EXERCISE:
Look through the records below for the line holding "Write the exact, pixel-accurate". Write it out exactly, with each following line through the line holding "box: [267, 246, 292, 264]".

Saved entries:
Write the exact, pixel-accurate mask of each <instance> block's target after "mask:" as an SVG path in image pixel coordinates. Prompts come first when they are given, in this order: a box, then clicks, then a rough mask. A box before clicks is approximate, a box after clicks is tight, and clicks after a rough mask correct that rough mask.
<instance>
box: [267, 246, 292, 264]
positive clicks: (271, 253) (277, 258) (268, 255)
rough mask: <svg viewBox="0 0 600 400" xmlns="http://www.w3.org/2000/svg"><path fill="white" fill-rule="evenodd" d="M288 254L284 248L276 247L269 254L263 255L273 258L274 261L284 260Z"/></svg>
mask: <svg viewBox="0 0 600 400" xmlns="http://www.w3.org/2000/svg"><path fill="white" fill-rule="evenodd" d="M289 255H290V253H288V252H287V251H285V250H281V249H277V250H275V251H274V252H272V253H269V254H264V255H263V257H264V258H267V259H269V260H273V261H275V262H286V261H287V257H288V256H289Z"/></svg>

---

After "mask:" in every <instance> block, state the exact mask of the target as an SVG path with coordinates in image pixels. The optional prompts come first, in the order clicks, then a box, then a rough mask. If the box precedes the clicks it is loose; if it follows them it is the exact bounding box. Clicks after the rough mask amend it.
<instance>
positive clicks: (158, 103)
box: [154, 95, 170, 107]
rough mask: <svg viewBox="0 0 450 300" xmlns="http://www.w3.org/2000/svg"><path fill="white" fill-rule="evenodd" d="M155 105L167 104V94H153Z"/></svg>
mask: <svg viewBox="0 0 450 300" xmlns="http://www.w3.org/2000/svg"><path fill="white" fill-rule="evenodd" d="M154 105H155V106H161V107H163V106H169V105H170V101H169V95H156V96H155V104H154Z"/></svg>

PROBLEM SOLUTION:
Write the exact, pixel-accurate mask of each <instance> block's target after "mask:" as an SVG path in image pixel coordinates. Prompts come first when they are given, in this order: a box, then clicks, then a rough mask. A box before clicks is approximate, a box after clicks is tight, and clicks after a rough mask correct that rough mask.
<instance>
box: [267, 246, 292, 264]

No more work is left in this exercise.